Rewrite every line of the listing below, starting at the line containing "Would you mind annotating the cake" and ending at its final line, and reduce each point coordinate by 25 while leaving all other text unchanged.
*** THE DATA ***
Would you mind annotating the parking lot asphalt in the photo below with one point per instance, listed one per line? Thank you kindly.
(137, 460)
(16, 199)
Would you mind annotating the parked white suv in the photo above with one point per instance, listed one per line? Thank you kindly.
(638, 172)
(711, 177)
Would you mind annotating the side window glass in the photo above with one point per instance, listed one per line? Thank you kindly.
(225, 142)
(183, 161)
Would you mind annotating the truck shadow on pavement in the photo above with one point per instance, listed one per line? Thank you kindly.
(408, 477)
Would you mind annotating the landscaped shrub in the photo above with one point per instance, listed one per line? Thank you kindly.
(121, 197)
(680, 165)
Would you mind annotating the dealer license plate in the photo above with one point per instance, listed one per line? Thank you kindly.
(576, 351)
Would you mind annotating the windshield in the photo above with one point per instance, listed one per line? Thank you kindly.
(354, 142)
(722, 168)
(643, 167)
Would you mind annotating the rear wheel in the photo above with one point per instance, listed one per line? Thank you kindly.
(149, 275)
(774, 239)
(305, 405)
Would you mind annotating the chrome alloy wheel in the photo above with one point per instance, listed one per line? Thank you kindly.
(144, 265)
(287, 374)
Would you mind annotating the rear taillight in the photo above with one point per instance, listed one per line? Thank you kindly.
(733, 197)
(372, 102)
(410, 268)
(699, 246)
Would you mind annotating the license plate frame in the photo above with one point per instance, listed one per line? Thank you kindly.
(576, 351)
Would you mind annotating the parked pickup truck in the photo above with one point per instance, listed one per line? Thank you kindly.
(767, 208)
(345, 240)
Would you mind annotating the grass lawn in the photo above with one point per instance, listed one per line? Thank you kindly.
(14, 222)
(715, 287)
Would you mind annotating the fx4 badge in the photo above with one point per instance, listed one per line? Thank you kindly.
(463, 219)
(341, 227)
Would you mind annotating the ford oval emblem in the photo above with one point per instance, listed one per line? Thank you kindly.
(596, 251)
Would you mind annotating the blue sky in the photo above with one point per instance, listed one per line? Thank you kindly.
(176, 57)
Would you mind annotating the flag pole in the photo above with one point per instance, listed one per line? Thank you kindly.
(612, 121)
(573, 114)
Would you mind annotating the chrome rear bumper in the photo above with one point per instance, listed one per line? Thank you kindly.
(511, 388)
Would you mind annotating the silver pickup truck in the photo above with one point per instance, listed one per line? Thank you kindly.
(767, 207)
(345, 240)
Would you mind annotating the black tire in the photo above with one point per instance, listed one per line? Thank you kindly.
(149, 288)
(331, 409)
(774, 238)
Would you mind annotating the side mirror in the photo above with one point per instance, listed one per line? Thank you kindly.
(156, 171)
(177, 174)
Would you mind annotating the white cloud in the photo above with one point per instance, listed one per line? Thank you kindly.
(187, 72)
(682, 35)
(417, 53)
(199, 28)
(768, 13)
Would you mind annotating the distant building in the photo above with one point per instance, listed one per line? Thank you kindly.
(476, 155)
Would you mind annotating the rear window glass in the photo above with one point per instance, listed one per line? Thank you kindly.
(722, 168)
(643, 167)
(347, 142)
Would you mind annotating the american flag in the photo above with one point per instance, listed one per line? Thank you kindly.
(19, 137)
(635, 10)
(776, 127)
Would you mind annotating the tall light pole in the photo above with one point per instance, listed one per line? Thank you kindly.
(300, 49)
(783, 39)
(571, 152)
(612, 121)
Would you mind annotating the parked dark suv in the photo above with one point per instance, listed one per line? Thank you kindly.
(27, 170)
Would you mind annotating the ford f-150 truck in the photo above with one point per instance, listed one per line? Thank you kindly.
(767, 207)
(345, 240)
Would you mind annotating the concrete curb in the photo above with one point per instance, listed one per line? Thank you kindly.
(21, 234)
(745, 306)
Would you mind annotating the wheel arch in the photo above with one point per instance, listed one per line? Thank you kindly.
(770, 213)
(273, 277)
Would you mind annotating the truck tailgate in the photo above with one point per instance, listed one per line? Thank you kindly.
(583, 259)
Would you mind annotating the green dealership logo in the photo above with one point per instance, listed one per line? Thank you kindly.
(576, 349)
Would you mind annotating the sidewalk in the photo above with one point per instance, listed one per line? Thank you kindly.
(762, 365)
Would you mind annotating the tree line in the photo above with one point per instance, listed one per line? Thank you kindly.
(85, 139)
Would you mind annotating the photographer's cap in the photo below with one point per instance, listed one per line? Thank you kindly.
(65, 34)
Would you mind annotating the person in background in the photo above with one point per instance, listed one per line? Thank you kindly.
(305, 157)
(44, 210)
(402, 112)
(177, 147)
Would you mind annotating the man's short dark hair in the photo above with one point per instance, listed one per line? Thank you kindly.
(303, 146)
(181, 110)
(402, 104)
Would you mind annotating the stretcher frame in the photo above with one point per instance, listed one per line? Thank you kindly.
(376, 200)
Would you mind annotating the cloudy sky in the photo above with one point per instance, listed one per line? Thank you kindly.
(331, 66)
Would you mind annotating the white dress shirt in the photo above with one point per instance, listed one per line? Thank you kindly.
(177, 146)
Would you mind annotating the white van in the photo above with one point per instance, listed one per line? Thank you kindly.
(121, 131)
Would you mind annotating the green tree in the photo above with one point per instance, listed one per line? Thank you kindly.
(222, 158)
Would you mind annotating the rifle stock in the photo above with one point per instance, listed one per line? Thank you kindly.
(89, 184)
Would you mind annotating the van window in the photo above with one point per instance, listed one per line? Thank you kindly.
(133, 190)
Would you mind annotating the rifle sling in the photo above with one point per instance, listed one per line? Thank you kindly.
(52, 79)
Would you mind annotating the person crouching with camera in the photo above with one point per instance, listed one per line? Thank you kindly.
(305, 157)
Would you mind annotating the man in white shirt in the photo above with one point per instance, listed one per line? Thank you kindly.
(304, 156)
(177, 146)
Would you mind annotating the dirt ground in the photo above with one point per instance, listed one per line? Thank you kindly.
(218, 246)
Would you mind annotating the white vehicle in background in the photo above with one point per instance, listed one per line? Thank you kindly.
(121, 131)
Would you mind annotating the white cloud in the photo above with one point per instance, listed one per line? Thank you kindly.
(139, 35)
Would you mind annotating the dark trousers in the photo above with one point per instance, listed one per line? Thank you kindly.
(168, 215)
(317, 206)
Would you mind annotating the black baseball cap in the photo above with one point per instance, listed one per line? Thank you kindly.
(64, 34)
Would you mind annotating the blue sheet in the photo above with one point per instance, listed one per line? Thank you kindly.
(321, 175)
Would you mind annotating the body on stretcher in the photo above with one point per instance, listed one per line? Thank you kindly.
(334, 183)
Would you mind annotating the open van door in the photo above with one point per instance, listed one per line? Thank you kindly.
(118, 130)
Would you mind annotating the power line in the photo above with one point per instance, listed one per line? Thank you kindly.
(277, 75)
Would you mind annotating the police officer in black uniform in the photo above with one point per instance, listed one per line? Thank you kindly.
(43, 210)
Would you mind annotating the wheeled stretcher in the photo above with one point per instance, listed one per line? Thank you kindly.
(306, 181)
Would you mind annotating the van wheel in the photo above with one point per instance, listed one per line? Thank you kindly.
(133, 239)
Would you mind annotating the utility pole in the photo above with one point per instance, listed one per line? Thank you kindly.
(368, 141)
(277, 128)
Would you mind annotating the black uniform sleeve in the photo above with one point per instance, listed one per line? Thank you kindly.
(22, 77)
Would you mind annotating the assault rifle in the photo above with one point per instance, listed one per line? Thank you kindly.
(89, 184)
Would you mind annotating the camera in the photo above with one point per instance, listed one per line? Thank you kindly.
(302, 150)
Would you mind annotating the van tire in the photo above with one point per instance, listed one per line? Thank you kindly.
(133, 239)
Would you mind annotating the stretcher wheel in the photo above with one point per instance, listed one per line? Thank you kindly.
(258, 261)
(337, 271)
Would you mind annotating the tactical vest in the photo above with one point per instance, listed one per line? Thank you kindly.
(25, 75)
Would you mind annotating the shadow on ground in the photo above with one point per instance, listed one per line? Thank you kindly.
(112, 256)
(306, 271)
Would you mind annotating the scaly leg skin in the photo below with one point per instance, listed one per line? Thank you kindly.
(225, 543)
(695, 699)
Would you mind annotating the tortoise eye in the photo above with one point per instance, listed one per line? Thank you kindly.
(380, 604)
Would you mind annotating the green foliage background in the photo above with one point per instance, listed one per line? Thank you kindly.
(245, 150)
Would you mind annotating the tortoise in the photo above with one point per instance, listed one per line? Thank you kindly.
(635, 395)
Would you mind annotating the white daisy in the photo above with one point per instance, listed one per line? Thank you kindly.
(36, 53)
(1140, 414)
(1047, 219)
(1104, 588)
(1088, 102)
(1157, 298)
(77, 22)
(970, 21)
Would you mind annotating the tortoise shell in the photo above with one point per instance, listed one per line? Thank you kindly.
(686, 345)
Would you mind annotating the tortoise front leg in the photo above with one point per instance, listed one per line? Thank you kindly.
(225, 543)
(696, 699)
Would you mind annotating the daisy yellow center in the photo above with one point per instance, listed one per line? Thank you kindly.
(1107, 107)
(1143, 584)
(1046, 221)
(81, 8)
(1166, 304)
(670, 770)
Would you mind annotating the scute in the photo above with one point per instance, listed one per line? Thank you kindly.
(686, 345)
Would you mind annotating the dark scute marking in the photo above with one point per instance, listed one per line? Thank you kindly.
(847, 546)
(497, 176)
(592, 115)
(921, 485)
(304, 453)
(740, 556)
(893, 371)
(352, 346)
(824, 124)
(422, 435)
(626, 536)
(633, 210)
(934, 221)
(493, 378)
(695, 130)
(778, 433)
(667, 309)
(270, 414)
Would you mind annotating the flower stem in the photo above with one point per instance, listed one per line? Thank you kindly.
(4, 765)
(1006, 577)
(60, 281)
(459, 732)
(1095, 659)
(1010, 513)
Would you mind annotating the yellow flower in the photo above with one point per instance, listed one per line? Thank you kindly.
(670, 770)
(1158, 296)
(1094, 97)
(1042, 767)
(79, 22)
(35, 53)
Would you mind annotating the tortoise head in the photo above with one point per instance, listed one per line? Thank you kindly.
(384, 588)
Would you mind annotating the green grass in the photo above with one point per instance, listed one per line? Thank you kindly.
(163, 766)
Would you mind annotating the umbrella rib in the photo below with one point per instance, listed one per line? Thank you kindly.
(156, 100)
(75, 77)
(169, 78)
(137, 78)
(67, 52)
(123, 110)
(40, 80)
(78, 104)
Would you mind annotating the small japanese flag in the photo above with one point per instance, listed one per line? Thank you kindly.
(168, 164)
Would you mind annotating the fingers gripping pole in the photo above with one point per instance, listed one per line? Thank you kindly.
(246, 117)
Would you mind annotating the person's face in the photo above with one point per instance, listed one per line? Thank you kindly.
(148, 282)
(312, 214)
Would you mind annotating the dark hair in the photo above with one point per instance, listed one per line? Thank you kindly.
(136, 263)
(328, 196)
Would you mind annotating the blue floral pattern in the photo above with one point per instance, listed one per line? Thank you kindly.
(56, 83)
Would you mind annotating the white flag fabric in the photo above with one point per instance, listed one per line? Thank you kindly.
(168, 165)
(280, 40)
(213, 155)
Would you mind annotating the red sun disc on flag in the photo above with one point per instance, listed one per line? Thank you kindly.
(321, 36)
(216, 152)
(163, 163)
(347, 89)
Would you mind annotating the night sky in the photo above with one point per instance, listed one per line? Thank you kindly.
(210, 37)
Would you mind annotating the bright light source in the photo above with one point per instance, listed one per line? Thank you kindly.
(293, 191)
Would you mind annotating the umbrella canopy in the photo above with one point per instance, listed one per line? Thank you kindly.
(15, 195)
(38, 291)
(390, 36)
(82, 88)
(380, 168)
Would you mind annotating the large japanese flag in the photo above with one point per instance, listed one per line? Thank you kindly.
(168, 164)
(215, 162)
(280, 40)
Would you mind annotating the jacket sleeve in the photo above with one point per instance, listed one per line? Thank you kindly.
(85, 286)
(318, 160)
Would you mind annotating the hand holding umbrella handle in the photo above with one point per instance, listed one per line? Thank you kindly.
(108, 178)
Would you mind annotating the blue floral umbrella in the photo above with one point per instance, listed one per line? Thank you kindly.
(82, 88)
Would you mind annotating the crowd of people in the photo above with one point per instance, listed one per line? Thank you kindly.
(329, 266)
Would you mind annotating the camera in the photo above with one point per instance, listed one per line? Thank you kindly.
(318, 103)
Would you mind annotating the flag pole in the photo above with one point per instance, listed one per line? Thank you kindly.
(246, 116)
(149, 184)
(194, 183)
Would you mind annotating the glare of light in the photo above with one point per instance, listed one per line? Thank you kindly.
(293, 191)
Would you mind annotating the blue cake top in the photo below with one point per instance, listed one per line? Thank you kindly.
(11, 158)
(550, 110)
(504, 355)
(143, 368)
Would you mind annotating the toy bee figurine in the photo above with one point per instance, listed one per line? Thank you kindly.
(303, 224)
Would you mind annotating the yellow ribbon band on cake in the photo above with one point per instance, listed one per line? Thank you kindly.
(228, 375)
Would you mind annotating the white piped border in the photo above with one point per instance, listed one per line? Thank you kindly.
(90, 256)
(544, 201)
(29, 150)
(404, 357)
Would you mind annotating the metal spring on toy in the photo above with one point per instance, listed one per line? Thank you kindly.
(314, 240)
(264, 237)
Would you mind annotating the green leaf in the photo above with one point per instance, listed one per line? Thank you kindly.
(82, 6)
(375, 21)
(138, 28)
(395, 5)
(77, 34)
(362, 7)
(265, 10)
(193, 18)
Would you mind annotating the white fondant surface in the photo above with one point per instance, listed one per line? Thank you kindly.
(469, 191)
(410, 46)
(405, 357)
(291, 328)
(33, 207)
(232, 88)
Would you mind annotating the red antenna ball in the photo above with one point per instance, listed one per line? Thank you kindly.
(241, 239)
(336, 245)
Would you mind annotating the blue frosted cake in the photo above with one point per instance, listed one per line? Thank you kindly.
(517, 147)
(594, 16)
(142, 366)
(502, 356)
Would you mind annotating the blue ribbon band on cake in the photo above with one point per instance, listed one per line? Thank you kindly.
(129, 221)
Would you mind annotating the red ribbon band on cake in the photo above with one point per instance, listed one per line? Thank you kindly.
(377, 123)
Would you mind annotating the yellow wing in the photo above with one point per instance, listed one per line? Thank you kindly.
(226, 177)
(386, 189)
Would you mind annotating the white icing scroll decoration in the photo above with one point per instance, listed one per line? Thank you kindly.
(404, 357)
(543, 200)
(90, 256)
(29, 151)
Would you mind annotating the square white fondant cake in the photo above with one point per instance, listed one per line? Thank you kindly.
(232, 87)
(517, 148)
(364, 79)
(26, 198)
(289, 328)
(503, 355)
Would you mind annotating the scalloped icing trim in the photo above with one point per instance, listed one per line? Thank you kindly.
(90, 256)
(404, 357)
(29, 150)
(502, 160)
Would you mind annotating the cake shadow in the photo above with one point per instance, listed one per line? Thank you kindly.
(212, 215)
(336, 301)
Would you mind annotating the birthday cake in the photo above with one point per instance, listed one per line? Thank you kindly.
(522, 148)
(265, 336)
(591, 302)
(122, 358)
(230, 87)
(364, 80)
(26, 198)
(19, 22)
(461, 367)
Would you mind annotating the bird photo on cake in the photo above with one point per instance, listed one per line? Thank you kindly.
***
EXERCISE RESULT:
Would you mind annotating the cake shadow in the photo above with one point per instance, listed one per line? Thank you kindly.
(187, 190)
(311, 276)
Would you mind annotating the birthday cake in the photo above with one point per instance, listed one per line? Thank you kindly.
(497, 123)
(240, 311)
(566, 277)
(97, 333)
(205, 62)
(339, 55)
(1, 173)
(-6, -3)
(436, 342)
Would you mind annotating the bird photo on cake in the photo above with one point per instance, listed one per line? Thank you kindly.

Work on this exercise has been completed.